▶ **Work to do**
Present every line of the records below as a numbered list, leaving out any blank lines.

-.-.-

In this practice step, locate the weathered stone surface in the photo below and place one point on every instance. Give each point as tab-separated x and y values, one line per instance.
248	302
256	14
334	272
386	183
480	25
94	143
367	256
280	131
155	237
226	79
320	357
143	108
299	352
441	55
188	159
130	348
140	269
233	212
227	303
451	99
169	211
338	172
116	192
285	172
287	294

-.-.-

▶ **Response below**
1. In this practice step, locate the weathered stone surface in the photo below and place one point on every instance. Give each point as tab-separated x and y values, one line per instance.
2. 248	302
3. 256	14
4. 334	272
5. 386	183
6. 480	25
7. 94	143
8. 367	256
9. 280	131
10. 155	237
11. 226	79
12. 320	357
13. 143	108
14. 299	352
15. 441	55
16. 188	159
17. 130	348
18. 140	269
19. 233	212
20. 227	303
21. 451	99
22. 169	211
23. 338	172
24. 116	192
25. 285	172
26. 287	294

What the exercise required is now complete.